No questions from Labour
I was quite surprised at how few questions there were from Labour at today's full Council Meeting. The questions did not fill the full hour allocated and they didn't ask me anything.
Clearly they have so little to say as they are so much in agreement with what the administration are doing that they could not find any questions to ask.
We did have an interesting discussion about MRSA. This discussion made it clear that many Labour Councillors don't know the difference between a virus and a bacterium. This is an important issue as people generally have the same misconception.
This, in part, is the reason why people often demand anti-biotics for viruses (4th decelension hence not viri)
. The overuse of anti-biotics is part of the cause of prevelance of MRSA. The most important issue is antisepsis and the requirement for cleanliness.
Much that a lot of money is being spent on the NHS there is not an acceptable outcome in terms of cleanliness. Part of this is driven by the centralised planning and targets so beloved of government. This prevents ward sisters from managing the cleanliness in wards in the same way that "Matron" used to be able to do it. Labour's management protocols undermine "Matron".
What I believe more work needs to be done on is finding out how many people actually die from MRSA. It is not a notifiable disease and we heard of two cases where people who died from MRSA had something else on their death certificate.
Labour did propose a rather meaningless and inaccurate motion about transport which did not mention bus lanes. They also agreed with us that having experimental multi-occupancy lanes would be a good idea. They are trying to face both ways on the A38 Tyburn Road about the bus lane.
We pointed out we had delivered for many modes of transport:
a) Pedestrians, by moving towards Pelican systems from Puffins
b) Cyclists, by protecting good cycle routes eg Brandon Passage
c) Bus users, action on bus safety, queue jumping and bus priorities
d) Trains, working on the Camp Hill Line
e) Cars, developing multioccupancy priority systems.
The point is that if we can get the number of cars down by about 15% then there will not be that much congestion in the city.
In recent years bus patronage has gone down gradually mainly as a result of concerns about safety. We cannot even give away bus passes for senior citizens to many people as there is about a 7% reduction in patronage each year.
Labour's spies complained about me sitting in my car reading a newspaper parked in a loading bay in Smallbrook Queensway whilst I was waiting to pick up a keyboard I bought on Saturday. Of such momentous issues is a City Council meeting made.
Another discussion was about the lack of forward planning for CCTV and the costs of our own approaches. This enabled me to point out that Labour's £169 per square metre (all in) carpet could have been done for £57.75 per square metre (all in) had they been any good at procurement when in administration.

DATA UNDER STUDY:

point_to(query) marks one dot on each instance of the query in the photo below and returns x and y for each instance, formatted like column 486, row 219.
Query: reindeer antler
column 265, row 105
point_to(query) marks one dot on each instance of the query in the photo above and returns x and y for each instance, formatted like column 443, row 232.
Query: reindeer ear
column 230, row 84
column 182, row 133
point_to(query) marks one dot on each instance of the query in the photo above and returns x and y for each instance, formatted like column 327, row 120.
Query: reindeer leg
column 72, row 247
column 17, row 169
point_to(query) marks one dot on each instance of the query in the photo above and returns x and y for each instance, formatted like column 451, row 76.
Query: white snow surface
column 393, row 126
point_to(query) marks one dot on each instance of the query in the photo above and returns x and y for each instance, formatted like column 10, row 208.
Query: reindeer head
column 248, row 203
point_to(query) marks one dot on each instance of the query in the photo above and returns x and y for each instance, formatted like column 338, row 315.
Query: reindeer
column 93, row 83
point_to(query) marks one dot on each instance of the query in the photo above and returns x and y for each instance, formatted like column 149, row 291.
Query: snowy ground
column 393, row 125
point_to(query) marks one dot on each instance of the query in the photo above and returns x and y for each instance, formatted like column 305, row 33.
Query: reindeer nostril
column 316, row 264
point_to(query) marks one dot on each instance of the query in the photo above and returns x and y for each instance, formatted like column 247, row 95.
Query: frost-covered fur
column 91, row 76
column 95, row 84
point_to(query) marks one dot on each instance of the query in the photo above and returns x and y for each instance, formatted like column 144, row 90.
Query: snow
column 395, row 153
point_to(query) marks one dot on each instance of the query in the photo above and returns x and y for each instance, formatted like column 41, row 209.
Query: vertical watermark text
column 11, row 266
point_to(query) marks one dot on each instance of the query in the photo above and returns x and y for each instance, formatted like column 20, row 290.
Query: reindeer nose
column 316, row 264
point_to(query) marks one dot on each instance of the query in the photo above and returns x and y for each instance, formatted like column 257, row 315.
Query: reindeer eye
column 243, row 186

==

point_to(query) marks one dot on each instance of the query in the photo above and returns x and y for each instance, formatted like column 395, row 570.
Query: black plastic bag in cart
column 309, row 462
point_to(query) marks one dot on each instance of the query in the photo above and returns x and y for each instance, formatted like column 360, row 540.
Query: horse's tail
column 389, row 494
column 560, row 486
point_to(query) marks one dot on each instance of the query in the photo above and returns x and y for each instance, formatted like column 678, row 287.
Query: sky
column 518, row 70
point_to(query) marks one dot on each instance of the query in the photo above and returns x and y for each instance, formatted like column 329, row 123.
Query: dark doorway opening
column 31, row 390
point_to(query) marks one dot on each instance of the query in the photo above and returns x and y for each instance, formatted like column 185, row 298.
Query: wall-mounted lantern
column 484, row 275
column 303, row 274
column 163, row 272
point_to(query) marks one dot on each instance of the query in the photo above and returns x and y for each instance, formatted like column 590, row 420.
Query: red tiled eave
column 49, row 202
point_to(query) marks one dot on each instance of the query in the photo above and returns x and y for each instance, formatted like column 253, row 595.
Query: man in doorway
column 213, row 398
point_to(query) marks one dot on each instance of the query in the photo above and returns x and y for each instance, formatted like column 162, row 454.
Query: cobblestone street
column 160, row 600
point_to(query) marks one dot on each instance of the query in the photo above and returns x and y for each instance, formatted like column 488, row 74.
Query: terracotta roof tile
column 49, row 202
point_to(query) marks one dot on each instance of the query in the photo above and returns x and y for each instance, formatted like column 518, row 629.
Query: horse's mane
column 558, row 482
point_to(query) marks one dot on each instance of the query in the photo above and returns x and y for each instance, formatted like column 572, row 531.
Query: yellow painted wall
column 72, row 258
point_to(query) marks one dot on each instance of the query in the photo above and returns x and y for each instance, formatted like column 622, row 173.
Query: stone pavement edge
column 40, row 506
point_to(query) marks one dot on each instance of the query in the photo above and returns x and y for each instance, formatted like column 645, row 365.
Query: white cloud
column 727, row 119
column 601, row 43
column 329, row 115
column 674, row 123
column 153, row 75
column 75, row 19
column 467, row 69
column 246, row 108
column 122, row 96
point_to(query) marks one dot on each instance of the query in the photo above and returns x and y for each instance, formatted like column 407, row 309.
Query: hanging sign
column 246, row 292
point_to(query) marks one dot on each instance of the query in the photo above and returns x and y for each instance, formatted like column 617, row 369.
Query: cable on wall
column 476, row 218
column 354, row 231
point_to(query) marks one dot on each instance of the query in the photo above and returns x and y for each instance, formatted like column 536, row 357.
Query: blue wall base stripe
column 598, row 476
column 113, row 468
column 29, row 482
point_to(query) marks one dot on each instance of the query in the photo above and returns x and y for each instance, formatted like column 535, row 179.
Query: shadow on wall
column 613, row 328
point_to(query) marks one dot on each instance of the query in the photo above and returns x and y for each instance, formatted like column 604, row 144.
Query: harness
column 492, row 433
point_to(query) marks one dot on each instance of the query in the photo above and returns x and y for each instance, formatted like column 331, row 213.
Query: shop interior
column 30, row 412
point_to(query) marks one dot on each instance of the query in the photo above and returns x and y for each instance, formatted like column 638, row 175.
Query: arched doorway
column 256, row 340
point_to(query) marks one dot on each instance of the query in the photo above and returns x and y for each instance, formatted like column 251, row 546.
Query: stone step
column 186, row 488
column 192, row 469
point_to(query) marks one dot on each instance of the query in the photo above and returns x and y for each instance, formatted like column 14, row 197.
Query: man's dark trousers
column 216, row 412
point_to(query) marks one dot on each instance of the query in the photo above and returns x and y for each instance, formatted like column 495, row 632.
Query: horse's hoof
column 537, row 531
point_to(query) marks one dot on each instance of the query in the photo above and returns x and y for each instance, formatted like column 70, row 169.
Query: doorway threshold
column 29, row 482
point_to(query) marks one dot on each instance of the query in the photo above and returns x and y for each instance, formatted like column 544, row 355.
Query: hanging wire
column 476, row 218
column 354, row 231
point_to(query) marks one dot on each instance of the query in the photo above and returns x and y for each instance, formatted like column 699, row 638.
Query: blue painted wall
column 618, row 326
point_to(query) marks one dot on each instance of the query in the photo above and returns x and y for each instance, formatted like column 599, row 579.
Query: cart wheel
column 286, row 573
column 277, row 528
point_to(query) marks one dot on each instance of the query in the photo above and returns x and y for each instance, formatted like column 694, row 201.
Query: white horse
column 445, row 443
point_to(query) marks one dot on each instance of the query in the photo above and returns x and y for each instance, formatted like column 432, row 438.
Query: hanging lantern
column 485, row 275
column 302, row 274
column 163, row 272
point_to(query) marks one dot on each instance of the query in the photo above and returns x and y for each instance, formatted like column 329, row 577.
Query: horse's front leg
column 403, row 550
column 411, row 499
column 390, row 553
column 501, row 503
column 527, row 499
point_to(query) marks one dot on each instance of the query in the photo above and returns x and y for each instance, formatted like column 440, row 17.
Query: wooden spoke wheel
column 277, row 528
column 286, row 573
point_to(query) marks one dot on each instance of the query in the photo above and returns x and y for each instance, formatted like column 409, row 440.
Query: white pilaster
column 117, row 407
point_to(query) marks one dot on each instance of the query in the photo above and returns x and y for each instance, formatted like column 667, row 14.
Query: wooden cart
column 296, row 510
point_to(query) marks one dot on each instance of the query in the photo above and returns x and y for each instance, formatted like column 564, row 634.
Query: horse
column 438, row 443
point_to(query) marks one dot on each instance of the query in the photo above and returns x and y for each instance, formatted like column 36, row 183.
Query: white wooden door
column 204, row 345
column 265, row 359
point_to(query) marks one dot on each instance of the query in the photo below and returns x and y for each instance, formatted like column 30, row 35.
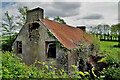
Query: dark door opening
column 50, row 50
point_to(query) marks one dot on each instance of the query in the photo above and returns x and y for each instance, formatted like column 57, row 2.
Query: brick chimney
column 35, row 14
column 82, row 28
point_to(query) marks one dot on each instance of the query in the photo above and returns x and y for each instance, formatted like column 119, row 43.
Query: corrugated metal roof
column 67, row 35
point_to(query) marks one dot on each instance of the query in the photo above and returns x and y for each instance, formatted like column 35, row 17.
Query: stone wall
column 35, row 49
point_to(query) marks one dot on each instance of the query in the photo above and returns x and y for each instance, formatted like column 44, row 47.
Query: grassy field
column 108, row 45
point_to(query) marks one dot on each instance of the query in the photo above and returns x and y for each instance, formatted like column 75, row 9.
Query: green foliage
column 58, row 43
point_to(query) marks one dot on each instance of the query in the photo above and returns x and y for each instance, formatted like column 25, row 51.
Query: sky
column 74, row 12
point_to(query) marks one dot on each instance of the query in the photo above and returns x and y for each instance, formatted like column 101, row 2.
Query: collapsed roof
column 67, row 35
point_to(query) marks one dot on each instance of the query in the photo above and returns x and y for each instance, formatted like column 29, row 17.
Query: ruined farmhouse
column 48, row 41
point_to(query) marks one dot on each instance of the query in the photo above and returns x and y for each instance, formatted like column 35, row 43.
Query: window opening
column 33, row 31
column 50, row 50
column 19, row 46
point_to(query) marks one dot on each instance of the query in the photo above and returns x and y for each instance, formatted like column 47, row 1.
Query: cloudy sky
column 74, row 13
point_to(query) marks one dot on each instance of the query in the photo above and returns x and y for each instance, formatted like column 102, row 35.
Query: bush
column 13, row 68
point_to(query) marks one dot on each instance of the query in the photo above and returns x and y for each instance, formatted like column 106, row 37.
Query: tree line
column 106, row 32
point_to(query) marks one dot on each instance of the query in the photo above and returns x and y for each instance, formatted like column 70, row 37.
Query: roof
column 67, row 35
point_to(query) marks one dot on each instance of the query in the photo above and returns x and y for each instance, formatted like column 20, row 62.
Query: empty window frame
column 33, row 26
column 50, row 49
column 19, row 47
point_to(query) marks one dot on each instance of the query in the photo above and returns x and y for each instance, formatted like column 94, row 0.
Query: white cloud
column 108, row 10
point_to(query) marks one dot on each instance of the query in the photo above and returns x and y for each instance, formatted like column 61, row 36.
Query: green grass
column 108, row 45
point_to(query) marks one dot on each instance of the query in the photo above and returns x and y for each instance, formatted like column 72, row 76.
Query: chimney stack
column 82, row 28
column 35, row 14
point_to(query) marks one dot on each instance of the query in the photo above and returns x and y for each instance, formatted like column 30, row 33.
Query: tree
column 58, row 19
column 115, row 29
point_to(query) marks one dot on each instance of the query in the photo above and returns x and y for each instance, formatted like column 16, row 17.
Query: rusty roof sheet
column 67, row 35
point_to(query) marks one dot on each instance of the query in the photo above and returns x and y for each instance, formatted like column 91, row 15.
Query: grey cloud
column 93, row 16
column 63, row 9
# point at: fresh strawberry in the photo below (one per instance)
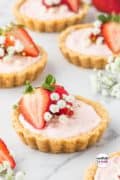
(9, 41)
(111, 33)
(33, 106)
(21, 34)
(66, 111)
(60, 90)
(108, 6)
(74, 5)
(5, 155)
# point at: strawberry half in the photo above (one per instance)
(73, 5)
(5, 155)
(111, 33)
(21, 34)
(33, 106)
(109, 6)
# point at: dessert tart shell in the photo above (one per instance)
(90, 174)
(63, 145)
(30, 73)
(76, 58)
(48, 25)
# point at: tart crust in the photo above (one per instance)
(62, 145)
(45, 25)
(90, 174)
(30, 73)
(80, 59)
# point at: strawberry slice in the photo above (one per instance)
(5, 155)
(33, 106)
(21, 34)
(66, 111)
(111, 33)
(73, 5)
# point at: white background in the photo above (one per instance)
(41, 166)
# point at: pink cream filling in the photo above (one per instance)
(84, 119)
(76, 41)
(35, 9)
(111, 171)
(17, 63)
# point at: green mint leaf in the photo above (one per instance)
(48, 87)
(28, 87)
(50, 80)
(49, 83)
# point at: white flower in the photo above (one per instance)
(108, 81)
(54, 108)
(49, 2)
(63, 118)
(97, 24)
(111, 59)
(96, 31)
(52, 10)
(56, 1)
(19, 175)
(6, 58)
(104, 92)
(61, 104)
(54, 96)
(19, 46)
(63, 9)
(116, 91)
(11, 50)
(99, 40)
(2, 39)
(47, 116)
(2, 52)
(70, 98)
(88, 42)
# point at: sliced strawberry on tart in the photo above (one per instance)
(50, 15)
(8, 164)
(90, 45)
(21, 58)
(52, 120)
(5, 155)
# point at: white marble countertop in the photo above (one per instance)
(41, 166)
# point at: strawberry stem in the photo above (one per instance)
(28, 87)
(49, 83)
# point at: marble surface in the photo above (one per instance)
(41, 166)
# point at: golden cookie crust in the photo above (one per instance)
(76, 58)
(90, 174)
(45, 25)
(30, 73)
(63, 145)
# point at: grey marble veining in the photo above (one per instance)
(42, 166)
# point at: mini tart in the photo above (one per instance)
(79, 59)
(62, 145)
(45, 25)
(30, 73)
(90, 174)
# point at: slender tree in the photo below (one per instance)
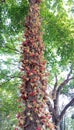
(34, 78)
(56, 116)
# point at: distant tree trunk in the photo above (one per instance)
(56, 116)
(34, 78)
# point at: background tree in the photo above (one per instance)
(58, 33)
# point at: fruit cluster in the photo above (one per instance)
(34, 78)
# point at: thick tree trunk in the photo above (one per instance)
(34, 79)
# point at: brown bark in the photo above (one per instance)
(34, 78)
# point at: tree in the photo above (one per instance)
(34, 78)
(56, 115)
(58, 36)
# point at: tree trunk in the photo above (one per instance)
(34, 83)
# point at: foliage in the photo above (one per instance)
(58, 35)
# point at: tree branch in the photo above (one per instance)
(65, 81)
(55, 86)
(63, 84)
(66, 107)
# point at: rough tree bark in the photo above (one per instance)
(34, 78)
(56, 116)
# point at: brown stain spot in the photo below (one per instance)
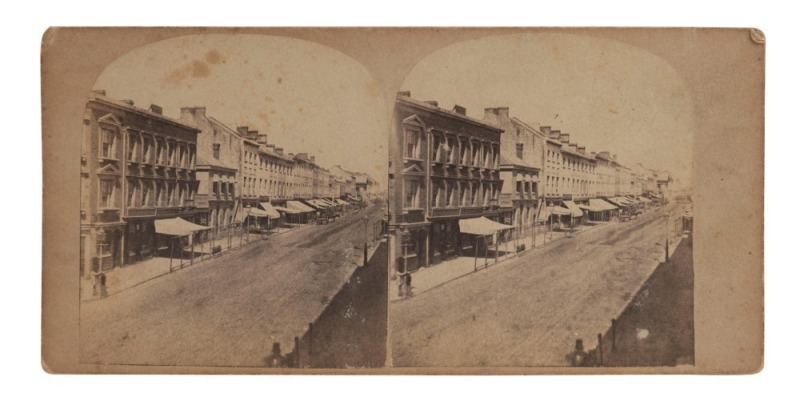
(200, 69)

WORK TO COMPLETE:
1. According to the council meeting post, by about how much does bus patronage fall each year?
2. Reproduce the stretch of the council meeting post from "Labour did propose" through "the bus lane.".

RESPONSES:
1. About 7% each year.

2.
Labour did propose a rather meaningless and inaccurate motion about transport which did not mention bus lanes. They also agreed with us that having experimental multi-occupancy lanes would be a good idea. They are trying to face both ways on the A38 Tyburn Road about the bus lane.